Rewrite all the rows below as a Markdown table with two columns, No. and Entry, numbering each line in order and skipping any blank lines.

**INPUT DATA**:

+---+

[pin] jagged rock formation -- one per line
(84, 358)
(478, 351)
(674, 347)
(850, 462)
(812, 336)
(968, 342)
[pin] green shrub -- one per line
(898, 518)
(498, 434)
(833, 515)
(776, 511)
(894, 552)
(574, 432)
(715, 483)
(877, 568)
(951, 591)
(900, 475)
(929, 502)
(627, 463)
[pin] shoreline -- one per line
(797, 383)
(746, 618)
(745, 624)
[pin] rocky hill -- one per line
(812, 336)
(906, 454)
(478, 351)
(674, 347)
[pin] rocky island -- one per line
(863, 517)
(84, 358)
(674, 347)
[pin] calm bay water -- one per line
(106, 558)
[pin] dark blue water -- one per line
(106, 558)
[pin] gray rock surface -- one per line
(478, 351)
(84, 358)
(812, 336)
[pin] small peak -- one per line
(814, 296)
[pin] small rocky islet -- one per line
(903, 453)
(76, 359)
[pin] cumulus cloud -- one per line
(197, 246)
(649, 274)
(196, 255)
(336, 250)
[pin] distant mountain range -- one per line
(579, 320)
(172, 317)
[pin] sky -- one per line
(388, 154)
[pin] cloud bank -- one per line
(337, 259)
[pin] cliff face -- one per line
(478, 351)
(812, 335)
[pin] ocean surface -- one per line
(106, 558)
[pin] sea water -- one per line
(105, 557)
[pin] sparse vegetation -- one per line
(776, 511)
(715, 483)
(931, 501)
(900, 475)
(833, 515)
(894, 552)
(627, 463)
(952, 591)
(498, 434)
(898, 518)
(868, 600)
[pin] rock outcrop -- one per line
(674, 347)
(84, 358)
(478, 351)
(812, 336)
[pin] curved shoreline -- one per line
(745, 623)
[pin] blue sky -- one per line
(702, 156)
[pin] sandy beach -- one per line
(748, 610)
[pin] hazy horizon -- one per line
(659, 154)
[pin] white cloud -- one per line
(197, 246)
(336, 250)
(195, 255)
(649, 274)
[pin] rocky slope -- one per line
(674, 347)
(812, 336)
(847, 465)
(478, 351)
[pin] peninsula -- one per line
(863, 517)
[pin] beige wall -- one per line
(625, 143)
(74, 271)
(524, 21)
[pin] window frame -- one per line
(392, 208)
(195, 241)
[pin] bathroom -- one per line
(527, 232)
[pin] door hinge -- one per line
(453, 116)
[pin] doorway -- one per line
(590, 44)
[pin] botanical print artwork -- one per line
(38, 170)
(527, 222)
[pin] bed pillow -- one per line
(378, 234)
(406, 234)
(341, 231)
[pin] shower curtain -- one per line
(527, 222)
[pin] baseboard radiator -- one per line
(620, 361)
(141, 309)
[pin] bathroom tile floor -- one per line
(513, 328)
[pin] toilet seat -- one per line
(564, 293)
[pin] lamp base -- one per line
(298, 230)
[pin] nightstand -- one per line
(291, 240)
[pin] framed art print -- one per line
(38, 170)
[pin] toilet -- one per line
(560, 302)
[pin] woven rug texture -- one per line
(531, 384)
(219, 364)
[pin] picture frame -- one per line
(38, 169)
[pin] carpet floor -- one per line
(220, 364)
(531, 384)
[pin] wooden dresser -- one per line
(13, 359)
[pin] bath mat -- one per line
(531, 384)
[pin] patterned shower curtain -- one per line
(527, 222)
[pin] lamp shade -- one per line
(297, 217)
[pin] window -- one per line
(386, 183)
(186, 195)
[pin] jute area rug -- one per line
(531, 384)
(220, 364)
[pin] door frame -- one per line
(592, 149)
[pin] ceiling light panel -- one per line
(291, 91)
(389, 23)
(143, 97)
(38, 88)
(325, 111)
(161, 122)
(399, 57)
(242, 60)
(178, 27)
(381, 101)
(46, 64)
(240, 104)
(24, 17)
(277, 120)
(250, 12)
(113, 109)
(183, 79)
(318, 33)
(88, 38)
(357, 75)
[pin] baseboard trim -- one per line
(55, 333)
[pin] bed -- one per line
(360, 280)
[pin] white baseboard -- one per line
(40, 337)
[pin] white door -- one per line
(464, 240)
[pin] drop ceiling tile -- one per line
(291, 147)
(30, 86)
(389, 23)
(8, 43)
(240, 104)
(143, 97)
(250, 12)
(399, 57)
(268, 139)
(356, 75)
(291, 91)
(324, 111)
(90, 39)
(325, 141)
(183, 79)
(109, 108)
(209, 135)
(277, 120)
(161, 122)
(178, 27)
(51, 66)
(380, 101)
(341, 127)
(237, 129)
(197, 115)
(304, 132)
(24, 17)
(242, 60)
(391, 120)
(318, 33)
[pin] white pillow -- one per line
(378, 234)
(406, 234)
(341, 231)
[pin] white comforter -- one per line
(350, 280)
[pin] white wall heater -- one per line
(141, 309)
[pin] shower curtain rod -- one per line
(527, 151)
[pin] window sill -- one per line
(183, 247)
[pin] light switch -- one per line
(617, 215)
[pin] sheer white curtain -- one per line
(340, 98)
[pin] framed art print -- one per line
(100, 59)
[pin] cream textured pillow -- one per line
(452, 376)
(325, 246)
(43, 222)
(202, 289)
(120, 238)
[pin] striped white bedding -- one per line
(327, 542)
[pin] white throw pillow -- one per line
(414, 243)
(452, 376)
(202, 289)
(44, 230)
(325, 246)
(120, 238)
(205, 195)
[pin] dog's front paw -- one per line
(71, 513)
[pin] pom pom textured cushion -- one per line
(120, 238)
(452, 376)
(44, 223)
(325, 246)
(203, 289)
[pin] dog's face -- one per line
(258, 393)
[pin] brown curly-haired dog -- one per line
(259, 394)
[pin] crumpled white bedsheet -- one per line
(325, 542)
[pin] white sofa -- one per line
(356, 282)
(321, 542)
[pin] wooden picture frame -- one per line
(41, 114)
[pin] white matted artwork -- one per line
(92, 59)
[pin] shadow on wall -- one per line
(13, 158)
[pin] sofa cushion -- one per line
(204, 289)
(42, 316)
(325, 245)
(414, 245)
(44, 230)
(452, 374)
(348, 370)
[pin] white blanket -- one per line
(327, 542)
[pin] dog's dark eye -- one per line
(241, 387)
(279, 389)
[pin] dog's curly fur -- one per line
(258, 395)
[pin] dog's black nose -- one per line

+---+

**SOLUTION**:
| No. | Entry |
|---|---|
| 1 | [pin] jagged rock formation -- one per line |
| 2 | (84, 358) |
| 3 | (478, 351) |
| 4 | (674, 347) |
| 5 | (850, 462) |
| 6 | (812, 336) |
| 7 | (968, 342) |
| 8 | [pin] green shrub -- one per line |
| 9 | (898, 518) |
| 10 | (498, 434) |
| 11 | (833, 515) |
| 12 | (776, 511) |
| 13 | (894, 552) |
| 14 | (574, 432) |
| 15 | (715, 483) |
| 16 | (877, 568) |
| 17 | (951, 591) |
| 18 | (900, 475) |
| 19 | (929, 502) |
| 20 | (627, 463) |
| 21 | [pin] shoreline -- one per line |
| 22 | (797, 383) |
| 23 | (746, 618) |
| 24 | (745, 624) |
| 25 | [pin] rocky hill -- one per line |
| 26 | (812, 336) |
| 27 | (906, 454) |
| 28 | (478, 351) |
| 29 | (674, 347) |
| 30 | [pin] rocky island -- one per line |
| 31 | (863, 517) |
| 32 | (84, 358) |
| 33 | (674, 347) |
| 34 | [pin] calm bay water -- one per line |
| 35 | (106, 558) |
| 36 | [pin] dark blue water -- one per line |
| 37 | (106, 558) |
| 38 | [pin] gray rock surface -- one per line |
| 39 | (478, 351) |
| 40 | (84, 358) |
| 41 | (812, 336) |
| 42 | [pin] small peak -- one per line |
| 43 | (814, 296) |
| 44 | [pin] small rocky islet -- one per line |
| 45 | (903, 453) |
| 46 | (76, 359) |
| 47 | [pin] cumulus cloud -- one per line |
| 48 | (197, 246) |
| 49 | (649, 274) |
| 50 | (196, 255) |
| 51 | (336, 250) |
| 52 | [pin] distant mountain range -- one per line |
| 53 | (579, 320) |
| 54 | (172, 317) |
| 55 | [pin] sky -- one per line |
| 56 | (388, 154) |
| 57 | [pin] cloud bank -- one per line |
| 58 | (337, 259) |
| 59 | [pin] cliff face -- one per line |
| 60 | (478, 351) |
| 61 | (812, 335) |
| 62 | [pin] ocean surface -- one per line |
| 63 | (106, 558) |
| 64 | [pin] sea water -- one per line |
| 65 | (105, 557) |
| 66 | [pin] sparse vegetation -- one per line |
| 67 | (776, 511) |
| 68 | (715, 483) |
| 69 | (931, 501) |
| 70 | (900, 475) |
| 71 | (833, 515) |
| 72 | (894, 552) |
| 73 | (627, 463) |
| 74 | (952, 591) |
| 75 | (498, 434) |
| 76 | (898, 518) |
| 77 | (868, 600) |
| 78 | [pin] rock outcrop -- one per line |
| 79 | (674, 347) |
| 80 | (84, 358) |
| 81 | (478, 351) |
| 82 | (812, 336) |
| 83 | [pin] curved shoreline -- one per line |
| 84 | (745, 623) |
| 85 | [pin] blue sky -- one per line |
| 86 | (702, 156) |
| 87 | [pin] sandy beach -- one per line |
| 88 | (748, 610) |
| 89 | [pin] hazy horizon -- one per line |
| 90 | (659, 154) |
| 91 | [pin] white cloud -- one per line |
| 92 | (197, 246) |
| 93 | (336, 250) |
| 94 | (195, 255) |
| 95 | (649, 274) |
| 96 | [pin] rocky slope -- one per line |
| 97 | (674, 347) |
| 98 | (812, 336) |
| 99 | (847, 465) |
| 100 | (478, 351) |
| 101 | [pin] peninsula -- one per line |
| 102 | (863, 517) |
| 103 | [pin] beige wall -- one per line |
| 104 | (625, 143) |
| 105 | (74, 271) |
| 106 | (524, 21) |
| 107 | [pin] window frame -- one per line |
| 108 | (392, 208) |
| 109 | (195, 241) |
| 110 | [pin] bathroom -- one per line |
| 111 | (527, 232) |
| 112 | [pin] door hinge -- one per line |
| 113 | (453, 116) |
| 114 | [pin] doorway -- one per line |
| 115 | (590, 44) |
| 116 | [pin] botanical print artwork -- one per line |
| 117 | (38, 170) |
| 118 | (527, 222) |
| 119 | [pin] bed pillow -- one per line |
| 120 | (378, 234) |
| 121 | (406, 234) |
| 122 | (341, 231) |
| 123 | [pin] shower curtain -- one per line |
| 124 | (527, 222) |
| 125 | [pin] baseboard radiator -- one per line |
| 126 | (620, 361) |
| 127 | (141, 309) |
| 128 | [pin] bathroom tile floor -- one per line |
| 129 | (513, 328) |
| 130 | [pin] toilet seat -- one per line |
| 131 | (564, 293) |
| 132 | [pin] lamp base -- one per line |
| 133 | (298, 230) |
| 134 | [pin] nightstand -- one per line |
| 135 | (291, 240) |
| 136 | [pin] framed art print -- one per line |
| 137 | (38, 170) |
| 138 | [pin] toilet -- one per line |
| 139 | (560, 302) |
| 140 | [pin] woven rug texture -- one per line |
| 141 | (531, 384) |
| 142 | (219, 364) |
| 143 | [pin] picture frame -- one per line |
| 144 | (38, 169) |
| 145 | [pin] carpet floor -- one per line |
| 146 | (220, 364) |
| 147 | (531, 384) |
| 148 | [pin] wooden dresser -- one per line |
| 149 | (13, 359) |
| 150 | [pin] bath mat -- one per line |
| 151 | (531, 384) |
| 152 | [pin] patterned shower curtain -- one per line |
| 153 | (527, 222) |
| 154 | [pin] lamp shade -- one per line |
| 155 | (297, 217) |
| 156 | [pin] window -- one per line |
| 157 | (386, 183) |
| 158 | (186, 195) |
| 159 | [pin] jute area rug -- one per line |
| 160 | (531, 384) |
| 161 | (220, 364) |
| 162 | [pin] door frame -- one per line |
| 163 | (592, 149) |
| 164 | [pin] ceiling light panel -- one per line |
| 165 | (291, 91) |
| 166 | (389, 23) |
| 167 | (143, 97) |
| 168 | (38, 88) |
| 169 | (325, 111) |
| 170 | (161, 122) |
| 171 | (399, 57) |
| 172 | (242, 60) |
| 173 | (178, 27) |
| 174 | (381, 101) |
| 175 | (46, 64) |
| 176 | (240, 104) |
| 177 | (24, 17) |
| 178 | (277, 120) |
| 179 | (250, 12) |
| 180 | (113, 109) |
| 181 | (183, 79) |
| 182 | (318, 33) |
| 183 | (88, 38) |
| 184 | (357, 75) |
| 185 | [pin] baseboard trim -- one per line |
| 186 | (55, 333) |
| 187 | [pin] bed -- one per line |
| 188 | (360, 280) |
| 189 | [pin] white baseboard -- one per line |
| 190 | (40, 337) |
| 191 | [pin] white door -- one per line |
| 192 | (464, 240) |
| 193 | [pin] drop ceiling tile -- one per line |
| 194 | (291, 147) |
| 195 | (30, 86) |
| 196 | (389, 23) |
| 197 | (8, 43) |
| 198 | (240, 104) |
| 199 | (143, 97) |
| 200 | (250, 12) |
| 201 | (399, 57) |
| 202 | (268, 139) |
| 203 | (356, 75) |
| 204 | (291, 91) |
| 205 | (324, 111) |
| 206 | (90, 39) |
| 207 | (325, 141) |
| 208 | (183, 79) |
| 209 | (109, 108) |
| 210 | (209, 135) |
| 211 | (277, 120) |
| 212 | (161, 122) |
| 213 | (178, 27) |
| 214 | (51, 66) |
| 215 | (380, 101) |
| 216 | (341, 127) |
| 217 | (237, 129) |
| 218 | (197, 115) |
| 219 | (304, 132) |
| 220 | (24, 17) |
| 221 | (242, 60) |
| 222 | (391, 120) |
| 223 | (318, 33) |
| 224 | [pin] white pillow -- one per line |
| 225 | (378, 234) |
| 226 | (406, 234) |
| 227 | (341, 231) |
| 228 | [pin] white comforter -- one per line |
| 229 | (350, 280) |
| 230 | [pin] white wall heater -- one per line |
| 231 | (141, 309) |
| 232 | [pin] shower curtain rod -- one per line |
| 233 | (527, 151) |
| 234 | [pin] window sill -- one per line |
| 235 | (183, 247) |
| 236 | [pin] light switch -- one per line |
| 237 | (617, 215) |
| 238 | [pin] sheer white curtain -- one per line |
| 239 | (340, 98) |
| 240 | [pin] framed art print -- one per line |
| 241 | (100, 59) |
| 242 | [pin] cream textured pillow -- one per line |
| 243 | (452, 376) |
| 244 | (325, 246) |
| 245 | (43, 222) |
| 246 | (202, 289) |
| 247 | (120, 238) |
| 248 | [pin] striped white bedding -- one per line |
| 249 | (327, 542) |
| 250 | [pin] white throw pillow -- one per line |
| 251 | (414, 243) |
| 252 | (452, 376) |
| 253 | (202, 289) |
| 254 | (44, 230) |
| 255 | (325, 246) |
| 256 | (120, 238) |
| 257 | (205, 195) |
| 258 | [pin] dog's front paw -- one per line |
| 259 | (71, 513) |
| 260 | [pin] pom pom textured cushion -- one per line |
| 261 | (120, 238) |
| 262 | (452, 376) |
| 263 | (44, 223) |
| 264 | (325, 246) |
| 265 | (203, 289) |
| 266 | [pin] dog's face -- one per line |
| 267 | (258, 393) |
| 268 | [pin] brown curly-haired dog -- one per line |
| 269 | (259, 394) |
| 270 | [pin] crumpled white bedsheet -- one per line |
| 271 | (325, 542) |
| 272 | [pin] white sofa -- one per line |
| 273 | (356, 282) |
| 274 | (321, 542) |
| 275 | [pin] wooden picture frame -- one per line |
| 276 | (41, 114) |
| 277 | [pin] white matted artwork -- one per line |
| 278 | (92, 59) |
| 279 | [pin] shadow on wall -- one per line |
| 280 | (13, 158) |
| 281 | [pin] sofa cushion -- one per line |
| 282 | (204, 289) |
| 283 | (42, 316) |
| 284 | (325, 245) |
| 285 | (414, 245) |
| 286 | (44, 230) |
| 287 | (452, 374) |
| 288 | (348, 370) |
| 289 | [pin] white blanket -- one per line |
| 290 | (327, 542) |
| 291 | [pin] dog's dark eye -- one per line |
| 292 | (241, 387) |
| 293 | (279, 389) |
| 294 | [pin] dog's curly fur -- one per line |
| 295 | (258, 395) |
| 296 | [pin] dog's black nose -- one per line |